### Exercise requirements
a. In the interview transcript below, what kind of work does New Leaf Defense handle?
b. Write out the stretch of the interview transcript from "Do a lot of" through "any way whatsoever.".
c. Using the interview transcript below, decide whether each statement agrees with it, and support each yes or no with the deciding words quoted from the transcript. (i) New Leaf Bankruptcy is already one of the active brands. (ii) The firm still tracks its lawyers' hours. (iii) Criminal defense is traditionally billed on a flat fee model.

Do a lot of our lawyers work really, really hard and really long hours? They do. But they're doing it from a different place, not because we've hung a huge billable hour requirement over their heads. We still track hours, just a full disclosure, because not every client is always completely happy and the bar still wants to be able to evaluate whether under the Model Rules of Professional Conduct, whether our billing is fair, and the best measure that they have still is the hour. So, we still track it, and for business reasons, we track it as well, right? There's no other incentive to it, and billing more is not incentivized in any way whatsoever.
John Reed: [00:31:17] You started to mention the additional "New Leaves," if you will. New Leaf Family—you and I have had the chance to talk about that—and that is family law. New Leaf Legacy is?
Christopher Anderson: [00:31:27] Estate planning and trust and probate. New Leaf Defense: criminal defense work. Those are the currently active brands, and New Leaf Bankruptcy is in the offing. And as we branch out to other states, the new leaf part of it may not be the brand going forward, but the concept of having a consumer set of brands is very much so. And, and solving problems in an efficient way is what we're all about.
John Reed: [00:31:50] Does the New Leaf Family model structure work for New Leaf Legacy and New Leaf Defense, or are you tweaking and adjusting for those different types of practices?
Christopher Anderson: [00:32:03] Yes and yes. Right? Yes, it works. And yes, we're tweaking and adjusting. Because in some part, estate planning, the more accepted model is actually a flat fee model. It's simpatico with and we're still adjusting it and helping clients maintain the estate plan in ways that that would fit more in the New Leaf model. Criminal defense is also traditionally a flat fee model.

### Material provided
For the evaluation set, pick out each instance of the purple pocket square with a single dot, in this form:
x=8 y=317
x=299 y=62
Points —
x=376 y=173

### Solutions to the problems
a. Criminal defense work.

b.
Do a lot of our lawyers work really, really hard and really long hours? They do. But they're doing it from a different place, not because we've hung a huge billable hour requirement over their heads. We still track hours, just a full disclosure, because not every client is always completely happy and the bar still wants to be able to evaluate whether under the Model Rules of Professional Conduct, whether our billing is fair, and the best measure that they have still is the hour. So, we still track it, and for business reasons, we track it as well, right? There's no other incentive to it, and billing more is not incentivized in any way whatsoever.

c.
(i) No: "New Leaf Bankruptcy is in the offing."
(ii) Yes: "We still track hours"
(iii) Yes: "Criminal defense is also traditionally a flat fee model."